(Collected data)
--- --- ---

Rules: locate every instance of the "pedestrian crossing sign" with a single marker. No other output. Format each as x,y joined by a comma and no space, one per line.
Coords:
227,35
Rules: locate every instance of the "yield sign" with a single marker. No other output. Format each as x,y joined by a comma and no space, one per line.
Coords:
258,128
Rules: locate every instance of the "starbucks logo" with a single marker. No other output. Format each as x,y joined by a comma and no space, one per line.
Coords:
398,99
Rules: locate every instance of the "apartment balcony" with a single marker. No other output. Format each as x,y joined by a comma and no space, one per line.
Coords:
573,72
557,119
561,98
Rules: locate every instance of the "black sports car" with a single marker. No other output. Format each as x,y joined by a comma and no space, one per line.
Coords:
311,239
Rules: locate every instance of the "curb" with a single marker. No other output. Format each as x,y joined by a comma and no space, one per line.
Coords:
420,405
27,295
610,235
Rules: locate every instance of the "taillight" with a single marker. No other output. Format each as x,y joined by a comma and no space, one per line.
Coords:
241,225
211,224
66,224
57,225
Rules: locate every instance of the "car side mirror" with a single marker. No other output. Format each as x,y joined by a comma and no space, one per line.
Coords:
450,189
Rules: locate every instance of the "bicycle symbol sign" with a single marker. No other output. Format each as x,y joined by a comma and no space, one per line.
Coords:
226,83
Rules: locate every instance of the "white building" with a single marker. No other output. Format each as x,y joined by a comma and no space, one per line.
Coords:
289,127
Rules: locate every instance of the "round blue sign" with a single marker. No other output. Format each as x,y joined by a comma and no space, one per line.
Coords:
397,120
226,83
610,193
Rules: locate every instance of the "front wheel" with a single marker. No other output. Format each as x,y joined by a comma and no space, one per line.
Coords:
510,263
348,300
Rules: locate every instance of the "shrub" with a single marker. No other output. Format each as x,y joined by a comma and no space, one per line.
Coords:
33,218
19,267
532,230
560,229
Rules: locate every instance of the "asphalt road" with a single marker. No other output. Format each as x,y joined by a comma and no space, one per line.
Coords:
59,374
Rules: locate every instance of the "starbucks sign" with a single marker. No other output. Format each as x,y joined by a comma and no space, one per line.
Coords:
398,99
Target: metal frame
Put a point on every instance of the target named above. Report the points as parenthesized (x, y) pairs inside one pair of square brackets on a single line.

--- --- ---

> _PROBLEM REQUIREMENTS_: Write out all records exactly, keeping every detail.

> _RESULT FOR THIS TASK_:
Rules: locate every instance of the "pedestrian crossing sign" with a single marker. No other output. Format each as x,y joined by a comma and no space, one per line.
Coords:
227,35
Rules: locate every instance of the "yield sign" with a single marker. No other output. Format each as x,y joined by a comma and no space, one per line.
Coords:
258,128
Rules: locate every instance of the "starbucks logo" with a single marker. No other output. Format each as x,y joined by a comma and no space, one per line.
Coords:
398,99
Rules: locate every instance of the "apartment balcony" with a single marker. No other output. Format each as x,y joined by a comma and no space, one per line.
Coords:
573,72
557,119
561,98
Rules: locate every instance of the "black sports car" with a single marker. No other output. Format each as x,y joined by a comma and no space, one per line.
Coords:
311,239
Rules: locate every instance of the "curb" with a single marker. No other output. Format each as x,y joined by a comma and no space, one per line.
Coords:
420,405
27,295
610,235
Rules: locate every instance of the "taillight" with a single marker. No other output. Format each as x,y joined by a comma and no space, one per line.
Coords:
241,225
211,224
66,224
57,225
Rules: locate every instance of the "car side mirror" with a single marker. No other output. Format each as x,y joined by a comma and no space, one per line.
Coords:
450,189
Rules: locate every instance of the "bicycle symbol sign" with a single marker. No other output. Format each as x,y joined by a comma and no space, one per line.
Coords:
226,83
Rules: locate every instance of the "white building" with a single marker. No other output. Format each as x,y joined by a comma and no space, one per line.
Coords:
289,127
Rules: locate every instance of the "round blue sign" with a single marker. No other output. Format each as x,y joined by a comma and no space, one per line.
Coords:
397,120
226,83
610,193
Rules: locate every instance of the "front wheel" with a single marker. No other output. Format each as x,y joined by a comma and no space, one per line.
Coords:
510,263
348,300
Rules: locate every instance of the "shrub" with a single marker. No other output. Format each as x,y joined by a comma and no space, one per line.
Coords:
33,218
19,267
532,230
560,229
Rules: locate every instance of the "asphalt road" with a single marker. No other output. Format each as x,y joined by a comma and no space, one per line.
Coords:
59,374
Rules: locate every instance of the "starbucks sign" with a single marker. No other output. Format each as x,y joined by a comma and no space, one per line.
Coords:
398,99
Target: metal frame
Put a point on every instance of the target named above. Report the points as parenthesized (x, y) pairs inside one pair of square brackets on a single line.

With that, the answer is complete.